◆ Instructions for the task ◆
Retype the records in full, keeping each character as it is.

◆ Input records ◆
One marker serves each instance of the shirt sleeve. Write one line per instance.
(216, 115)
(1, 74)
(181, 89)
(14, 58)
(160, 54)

◆ Reply ◆
One marker serves each instance of the shirt sleeve. Write one line per instance.
(216, 115)
(1, 74)
(181, 89)
(14, 58)
(160, 54)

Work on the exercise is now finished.